§ 課題:
次に示す行を、一字一句変えずにすべて書き写してください。

##### データセット

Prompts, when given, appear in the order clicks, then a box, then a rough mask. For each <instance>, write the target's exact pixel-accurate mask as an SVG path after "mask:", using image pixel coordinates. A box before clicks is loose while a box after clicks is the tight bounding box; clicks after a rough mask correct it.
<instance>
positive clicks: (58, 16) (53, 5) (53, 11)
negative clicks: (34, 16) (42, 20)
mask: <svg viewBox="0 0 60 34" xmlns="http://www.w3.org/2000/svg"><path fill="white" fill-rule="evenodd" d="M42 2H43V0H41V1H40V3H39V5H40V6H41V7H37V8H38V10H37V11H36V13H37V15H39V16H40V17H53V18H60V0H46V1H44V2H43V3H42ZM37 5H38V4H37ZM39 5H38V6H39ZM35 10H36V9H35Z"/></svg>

##########

§ 回答:
Prompts, when given, appear in the order clicks, then a box, then a rough mask. For each <instance>, write the target's exact pixel-accurate mask as an SVG path after "mask:", using image pixel coordinates. A box before clicks is loose while a box after clicks is the tight bounding box; clicks after a rough mask correct it.
<instance>
positive clicks: (58, 16) (53, 5) (53, 11)
negative clicks: (34, 16) (42, 20)
mask: <svg viewBox="0 0 60 34" xmlns="http://www.w3.org/2000/svg"><path fill="white" fill-rule="evenodd" d="M42 2H43V0H41V1H40V3H39V5H40V6H41V7H37V8H38V10H37V11H36V13H37V15H39V16H40V17H53V18H60V0H46V1H44V2H43V3H42ZM37 5H38V4H37ZM39 5H38V6H39ZM35 10H36V9H35Z"/></svg>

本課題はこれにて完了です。